- _PROBLEM STATEMENT_
Start at the line containing "point: skylight, one" and transcribe every line exactly through the end of the records below, and only those lines.

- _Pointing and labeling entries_
================
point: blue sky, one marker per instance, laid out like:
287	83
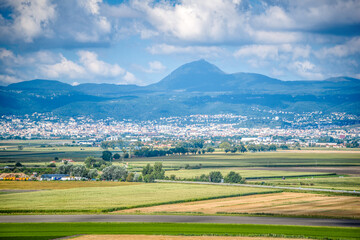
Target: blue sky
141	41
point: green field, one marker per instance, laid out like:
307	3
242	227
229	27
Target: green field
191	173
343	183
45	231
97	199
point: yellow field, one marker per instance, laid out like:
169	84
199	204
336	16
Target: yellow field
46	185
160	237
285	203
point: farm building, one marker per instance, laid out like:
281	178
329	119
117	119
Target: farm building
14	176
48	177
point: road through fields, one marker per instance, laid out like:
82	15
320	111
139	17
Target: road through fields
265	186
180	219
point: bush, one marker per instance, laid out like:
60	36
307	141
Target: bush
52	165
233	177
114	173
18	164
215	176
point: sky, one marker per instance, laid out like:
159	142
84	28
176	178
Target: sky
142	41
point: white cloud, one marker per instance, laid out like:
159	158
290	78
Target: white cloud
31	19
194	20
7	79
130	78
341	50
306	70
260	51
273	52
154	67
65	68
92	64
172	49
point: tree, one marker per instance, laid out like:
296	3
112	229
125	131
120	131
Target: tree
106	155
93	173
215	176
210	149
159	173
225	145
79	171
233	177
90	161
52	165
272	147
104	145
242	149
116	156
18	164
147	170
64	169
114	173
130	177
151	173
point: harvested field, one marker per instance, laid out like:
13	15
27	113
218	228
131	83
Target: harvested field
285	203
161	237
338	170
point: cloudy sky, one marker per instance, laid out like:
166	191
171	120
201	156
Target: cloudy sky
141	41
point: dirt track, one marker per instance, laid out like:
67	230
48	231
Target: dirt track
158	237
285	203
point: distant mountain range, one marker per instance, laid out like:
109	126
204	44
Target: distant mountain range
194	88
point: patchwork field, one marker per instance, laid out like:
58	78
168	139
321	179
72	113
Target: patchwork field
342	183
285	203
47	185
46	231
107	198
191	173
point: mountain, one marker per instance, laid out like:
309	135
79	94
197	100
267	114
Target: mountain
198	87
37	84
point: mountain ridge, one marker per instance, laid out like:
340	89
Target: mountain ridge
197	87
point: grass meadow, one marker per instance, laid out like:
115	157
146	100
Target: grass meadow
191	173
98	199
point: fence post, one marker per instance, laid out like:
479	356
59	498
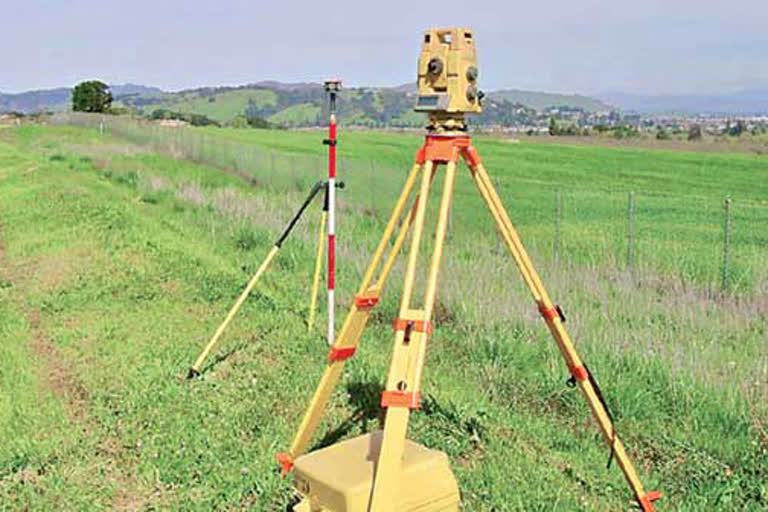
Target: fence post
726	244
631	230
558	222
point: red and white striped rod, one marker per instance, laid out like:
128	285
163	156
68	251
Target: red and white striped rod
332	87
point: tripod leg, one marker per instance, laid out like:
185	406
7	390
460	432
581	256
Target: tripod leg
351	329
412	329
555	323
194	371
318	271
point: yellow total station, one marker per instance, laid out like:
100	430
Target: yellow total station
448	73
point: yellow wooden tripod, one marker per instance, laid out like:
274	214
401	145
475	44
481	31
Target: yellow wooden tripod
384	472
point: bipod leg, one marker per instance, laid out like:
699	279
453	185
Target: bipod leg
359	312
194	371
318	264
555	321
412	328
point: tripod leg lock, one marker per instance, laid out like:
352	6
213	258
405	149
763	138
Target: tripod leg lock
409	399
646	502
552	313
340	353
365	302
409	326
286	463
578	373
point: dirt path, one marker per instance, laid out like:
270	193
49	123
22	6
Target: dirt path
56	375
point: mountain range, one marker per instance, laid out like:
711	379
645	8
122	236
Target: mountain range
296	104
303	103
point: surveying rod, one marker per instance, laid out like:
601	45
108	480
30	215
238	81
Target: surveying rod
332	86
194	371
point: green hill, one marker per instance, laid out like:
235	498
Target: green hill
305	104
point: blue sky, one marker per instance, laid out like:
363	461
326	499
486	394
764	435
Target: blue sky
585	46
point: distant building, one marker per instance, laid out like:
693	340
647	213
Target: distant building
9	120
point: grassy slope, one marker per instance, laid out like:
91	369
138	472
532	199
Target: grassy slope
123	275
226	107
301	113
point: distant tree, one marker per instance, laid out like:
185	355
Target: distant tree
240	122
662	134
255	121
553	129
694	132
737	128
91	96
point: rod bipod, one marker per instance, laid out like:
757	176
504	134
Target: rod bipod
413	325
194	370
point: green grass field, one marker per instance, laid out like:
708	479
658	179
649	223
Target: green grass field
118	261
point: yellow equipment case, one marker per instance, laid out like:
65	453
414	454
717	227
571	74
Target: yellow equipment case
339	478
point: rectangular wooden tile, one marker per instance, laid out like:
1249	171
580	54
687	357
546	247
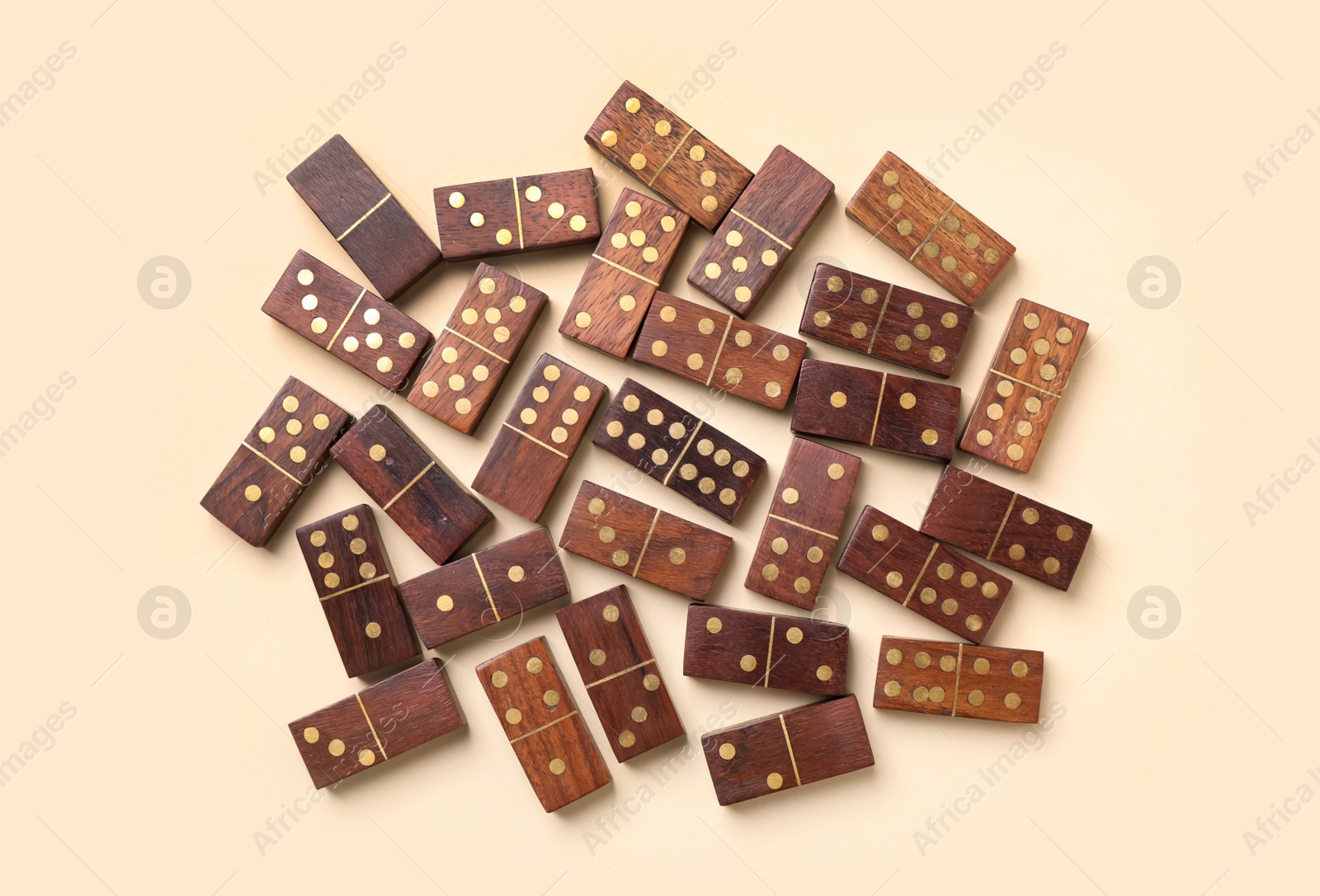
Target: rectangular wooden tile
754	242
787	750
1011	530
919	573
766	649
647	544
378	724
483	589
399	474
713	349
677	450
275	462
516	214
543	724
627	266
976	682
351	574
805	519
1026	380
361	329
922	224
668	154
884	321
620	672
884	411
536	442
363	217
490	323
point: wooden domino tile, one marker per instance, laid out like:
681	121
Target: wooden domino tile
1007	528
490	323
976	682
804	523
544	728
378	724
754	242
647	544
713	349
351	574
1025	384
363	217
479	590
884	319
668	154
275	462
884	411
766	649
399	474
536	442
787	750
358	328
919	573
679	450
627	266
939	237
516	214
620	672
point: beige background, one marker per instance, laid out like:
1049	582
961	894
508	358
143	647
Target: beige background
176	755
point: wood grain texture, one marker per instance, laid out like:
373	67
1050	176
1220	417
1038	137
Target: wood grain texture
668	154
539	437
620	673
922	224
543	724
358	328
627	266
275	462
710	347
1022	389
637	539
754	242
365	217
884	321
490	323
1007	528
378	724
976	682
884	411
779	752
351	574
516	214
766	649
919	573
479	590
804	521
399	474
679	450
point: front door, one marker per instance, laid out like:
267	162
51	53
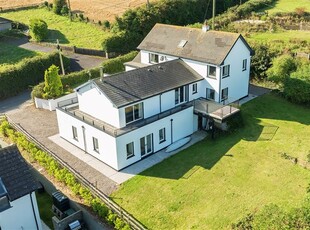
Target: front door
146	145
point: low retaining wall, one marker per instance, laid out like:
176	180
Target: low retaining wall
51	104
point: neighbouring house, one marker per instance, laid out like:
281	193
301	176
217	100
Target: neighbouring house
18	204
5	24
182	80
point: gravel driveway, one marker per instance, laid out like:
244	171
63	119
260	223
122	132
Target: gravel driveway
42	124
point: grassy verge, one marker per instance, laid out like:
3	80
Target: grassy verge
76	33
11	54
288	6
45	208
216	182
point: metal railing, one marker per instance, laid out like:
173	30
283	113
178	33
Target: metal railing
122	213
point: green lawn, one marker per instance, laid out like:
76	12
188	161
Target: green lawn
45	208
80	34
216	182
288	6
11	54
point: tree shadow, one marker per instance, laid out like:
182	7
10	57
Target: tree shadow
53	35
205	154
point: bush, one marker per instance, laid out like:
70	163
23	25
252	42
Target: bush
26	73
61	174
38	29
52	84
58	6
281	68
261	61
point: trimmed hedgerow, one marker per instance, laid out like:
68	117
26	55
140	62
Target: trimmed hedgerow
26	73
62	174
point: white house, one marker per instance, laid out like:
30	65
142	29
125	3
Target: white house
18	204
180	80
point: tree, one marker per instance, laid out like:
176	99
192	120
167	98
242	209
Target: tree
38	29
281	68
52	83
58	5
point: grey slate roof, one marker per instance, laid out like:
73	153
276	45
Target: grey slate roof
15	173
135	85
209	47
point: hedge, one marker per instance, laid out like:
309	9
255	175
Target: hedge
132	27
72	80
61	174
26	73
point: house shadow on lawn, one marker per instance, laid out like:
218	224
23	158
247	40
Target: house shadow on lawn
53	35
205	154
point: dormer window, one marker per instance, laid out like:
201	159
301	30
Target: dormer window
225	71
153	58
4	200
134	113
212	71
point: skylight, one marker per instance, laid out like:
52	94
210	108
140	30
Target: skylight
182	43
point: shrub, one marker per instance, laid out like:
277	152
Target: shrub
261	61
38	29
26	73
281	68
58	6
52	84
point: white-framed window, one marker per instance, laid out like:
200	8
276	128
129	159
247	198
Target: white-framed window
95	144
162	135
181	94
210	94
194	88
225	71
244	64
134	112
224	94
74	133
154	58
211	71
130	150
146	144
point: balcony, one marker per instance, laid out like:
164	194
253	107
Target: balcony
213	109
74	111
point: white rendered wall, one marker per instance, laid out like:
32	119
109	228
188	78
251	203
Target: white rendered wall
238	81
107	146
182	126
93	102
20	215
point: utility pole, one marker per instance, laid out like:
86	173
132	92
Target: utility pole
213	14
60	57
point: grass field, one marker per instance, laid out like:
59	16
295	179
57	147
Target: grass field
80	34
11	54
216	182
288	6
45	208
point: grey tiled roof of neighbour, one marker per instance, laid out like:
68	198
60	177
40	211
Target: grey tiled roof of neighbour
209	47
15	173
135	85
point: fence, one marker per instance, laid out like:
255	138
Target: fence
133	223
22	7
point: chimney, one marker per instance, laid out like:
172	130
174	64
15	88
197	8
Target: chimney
================
- _FULL OUTPUT_
point: skylight, one marker per instance, laid out like:
52	94
210	108
140	30
Target: skylight
182	43
point: shrub, one marker per instance, laid out like:
277	152
Target: shrub
261	61
38	29
26	73
281	68
58	6
52	84
point: white-framed window, one marker per instance, laid out like:
200	8
276	128
129	159
247	198
Target: white-framed window
95	144
162	135
181	94
210	94
194	88
225	71
244	64
134	112
224	94
74	133
154	58
211	71
130	150
146	144
point: balcony, one marker per instance, laid out like:
164	194
253	107
Target: balcony
213	109
74	111
point: white rendered wall, one marker per instance, laid out like:
32	119
109	228
188	78
251	203
Target: white rendered wall
238	81
107	146
182	126
93	102
20	215
point: utility pole, one marker per instance, laid out like:
86	173
132	92
Target: utility pole
213	14
60	57
point: grass field, one marker per instance, laid out like:
59	16
295	179
57	147
Target: grass field
80	34
11	54
216	182
288	6
45	208
point: grey tiled roof of neighbour, one marker per instance, laid out like:
68	198
60	177
40	211
Target: grey tiled roof of neighbour
209	47
15	173
135	85
point: fence, one marker per instance, laid out like:
255	138
Target: fence
133	223
22	7
point: chimney, one marker per instance, laid out like:
172	130
174	64
15	88
197	8
Target: chimney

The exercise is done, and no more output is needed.